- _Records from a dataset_
**********

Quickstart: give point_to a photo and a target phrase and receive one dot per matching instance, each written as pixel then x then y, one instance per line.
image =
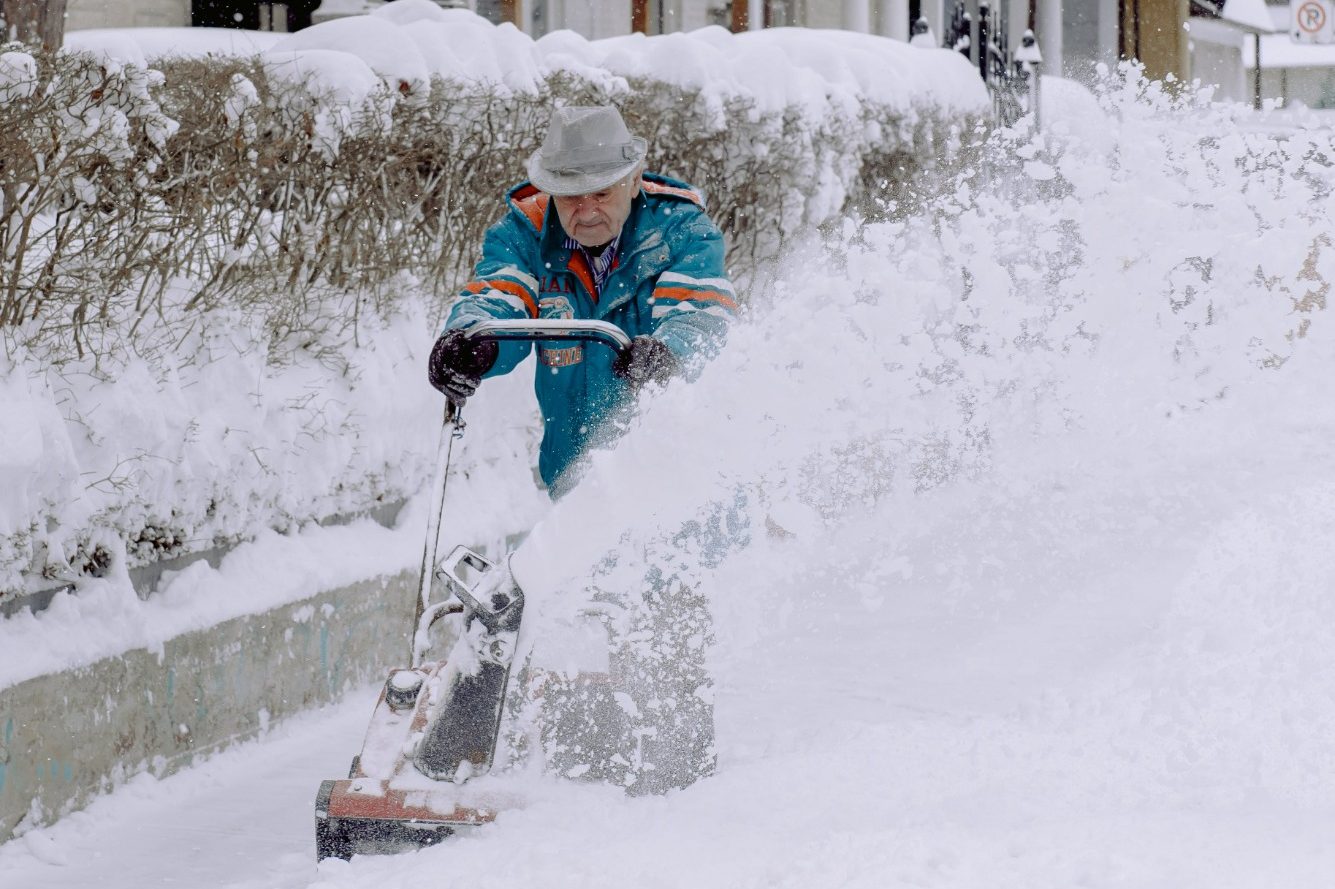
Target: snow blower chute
pixel 435 724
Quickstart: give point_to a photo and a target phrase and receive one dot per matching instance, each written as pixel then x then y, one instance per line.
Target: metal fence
pixel 983 35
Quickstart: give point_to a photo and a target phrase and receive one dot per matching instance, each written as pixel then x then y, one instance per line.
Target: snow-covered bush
pixel 287 204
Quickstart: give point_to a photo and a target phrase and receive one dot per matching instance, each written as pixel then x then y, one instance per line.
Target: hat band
pixel 586 160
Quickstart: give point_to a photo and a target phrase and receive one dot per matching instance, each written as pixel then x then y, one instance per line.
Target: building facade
pixel 1072 36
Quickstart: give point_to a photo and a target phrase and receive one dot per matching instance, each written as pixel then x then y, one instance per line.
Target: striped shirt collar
pixel 601 264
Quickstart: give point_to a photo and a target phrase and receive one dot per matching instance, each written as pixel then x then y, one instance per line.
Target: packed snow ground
pixel 1035 582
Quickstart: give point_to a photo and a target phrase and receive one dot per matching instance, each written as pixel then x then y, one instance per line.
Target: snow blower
pixel 435 724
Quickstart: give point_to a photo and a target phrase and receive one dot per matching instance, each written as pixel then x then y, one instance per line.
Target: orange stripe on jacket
pixel 658 188
pixel 534 206
pixel 505 286
pixel 580 266
pixel 682 294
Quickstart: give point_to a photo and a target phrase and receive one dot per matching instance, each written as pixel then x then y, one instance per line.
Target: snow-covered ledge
pixel 72 734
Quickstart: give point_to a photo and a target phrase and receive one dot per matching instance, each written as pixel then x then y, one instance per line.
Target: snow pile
pixel 216 451
pixel 1033 587
pixel 231 267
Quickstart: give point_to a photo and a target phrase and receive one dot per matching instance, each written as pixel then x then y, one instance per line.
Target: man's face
pixel 596 219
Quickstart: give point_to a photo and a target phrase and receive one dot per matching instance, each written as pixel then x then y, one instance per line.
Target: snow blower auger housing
pixel 435 724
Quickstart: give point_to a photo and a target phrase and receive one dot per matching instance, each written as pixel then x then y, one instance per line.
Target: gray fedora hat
pixel 588 148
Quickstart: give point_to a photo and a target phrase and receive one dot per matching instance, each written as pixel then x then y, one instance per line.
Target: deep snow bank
pixel 1033 586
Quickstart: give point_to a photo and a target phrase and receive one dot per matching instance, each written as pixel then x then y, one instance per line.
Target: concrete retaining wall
pixel 67 737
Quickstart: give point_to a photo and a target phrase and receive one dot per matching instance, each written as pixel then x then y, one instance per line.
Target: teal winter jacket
pixel 668 280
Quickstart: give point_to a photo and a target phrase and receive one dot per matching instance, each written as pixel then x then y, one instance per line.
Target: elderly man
pixel 590 236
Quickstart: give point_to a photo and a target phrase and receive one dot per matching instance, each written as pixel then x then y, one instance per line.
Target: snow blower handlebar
pixel 522 330
pixel 540 329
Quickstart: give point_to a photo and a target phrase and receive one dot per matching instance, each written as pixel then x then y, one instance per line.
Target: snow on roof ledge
pixel 1248 15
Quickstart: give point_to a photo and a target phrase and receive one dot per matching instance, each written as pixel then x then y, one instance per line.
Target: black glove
pixel 458 363
pixel 646 359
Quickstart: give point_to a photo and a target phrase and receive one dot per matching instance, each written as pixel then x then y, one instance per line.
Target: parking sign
pixel 1312 20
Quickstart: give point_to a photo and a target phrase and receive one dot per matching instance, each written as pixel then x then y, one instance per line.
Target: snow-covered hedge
pixel 160 219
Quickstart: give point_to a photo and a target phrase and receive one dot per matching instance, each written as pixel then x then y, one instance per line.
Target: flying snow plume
pixel 1012 513
pixel 1043 461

**********

- _WORK TO COMPLETE_
Give back every record exactly, dropping its pictures.

- _RESULT FOR THIS TASK_
Quickstart: give point_to a photo and a target phrase and receive one dot per matching instance, each written as pixel then x then y, one instance per line.
image =
Target: snow blower chute
pixel 435 724
Quickstart: give point_to a photo and a target phrase and receive one dot per matching instance, each written as pixel then x then y, one instance per line.
Target: metal fence
pixel 983 35
Quickstart: give point_to a photo and a target phrase and receive one dot per matching instance, each written as pixel then x then y, one instance per line.
Target: snow-covered bush
pixel 287 204
Quickstart: give point_to a photo and a target phrase and receive one dot per matching instance, each written as pixel then x then y, one instance per line.
Target: hat band
pixel 586 160
Quickstart: give point_to a photo and a target phrase and receive one dot per matching instance, each written as pixel then x then y, one instance per line.
Target: building facade
pixel 1072 36
Quickstart: give point_to a photo and a target phrase and receive one dot per matching instance, each written as pixel then x then y, one instance per line.
Target: striped shirt collar
pixel 601 264
Quickstart: give point_to a photo and a target phrase and receive one dot per matching instance, each written as pixel then x then y, one instance per line.
Target: packed snow ground
pixel 1035 582
Quickstart: give point_to a photo and a target phrase and receive one dot per matching instance, each written as pixel then x then y, one instance per line.
Target: snow blower
pixel 435 724
Quickstart: give point_to a photo and a target phrase and receive one dot per matching instance, each written as pixel then x then y, one instance per line.
Target: orange stripe on jacket
pixel 658 188
pixel 534 206
pixel 505 286
pixel 580 266
pixel 682 294
Quickstart: give point_to a photo and a target phrase and receive one dot per matching instance, each written as pixel then x then y, one instance per line.
Target: snow-covered ledge
pixel 72 734
Quickstart: give point_to a photo and a target phrase and receive one dot per matching instance, each written as pixel then x then y, one instance per line.
Target: snow pile
pixel 216 451
pixel 1033 587
pixel 231 267
Quickstart: give point_to a photo and a target phrase and receive one dot per matching instance, each written as pixel then x then y, one instance per line.
Target: man's face
pixel 596 219
Quickstart: give point_to a photo and a target phrase and receive one dot per matching instance, each written as pixel then x then y, one instance per line.
Target: snow blower auger housing
pixel 435 724
Quickstart: give point_to a photo and a target phrase and receive one dot per matching instance, each written as pixel then x then y, one instance per line.
Target: gray fedora hat
pixel 588 148
Quickstart: give point_to a photo and a target phrase and receive one dot per matching instance, each written as pixel then x then y, one instance per line.
Target: deep snow bank
pixel 1033 586
Quickstart: give point_to a photo and a target phrase and receive one dot per matching instance, each written as pixel then x then y, one instance per line.
Target: concrete retaining wall
pixel 67 737
Quickstart: give point_to a photo and a target phrase and receive one dot per matching instance, each written as pixel then x then y, one instance per line.
Target: teal winter jacket
pixel 668 280
Quickstart: give point_to a photo and a target phrase and receive one dot per matching instance, each written as pixel then x then y, one instance per line.
Target: elderly man
pixel 590 236
Quickstart: give point_to a photo and a target phrase and receive one dot per matching instance, each written as pixel then x then y, one instance per line.
Target: snow blower handlebar
pixel 522 330
pixel 540 329
Quickstart: give point_to a photo and a target phrase and receive one dot per matching instance, each written as pixel then x then y, one instance per line.
Target: snow on roof ledge
pixel 1248 15
Quickstart: give point_to a photo and a target phrase and receive one dot per matching instance, each written as pixel then x then y, one instance per line.
Target: black glove
pixel 458 363
pixel 646 359
Quickstart: give point_to a photo and a target phrase and receive one dot per matching instance, each written as pixel then x then y, one instance per line.
Target: parking sign
pixel 1312 20
Quickstart: give point_to a photo and a target phrase and receive one dot per matching instance, each written as pixel then x then y, one instance per line.
Target: snow-covered hedge
pixel 160 219
Quickstart: give point_to a photo and a target phrase and receive one dot per matching instance, each written as pixel then x then y, one instance per line.
Target: flying snow plume
pixel 1012 513
pixel 1043 461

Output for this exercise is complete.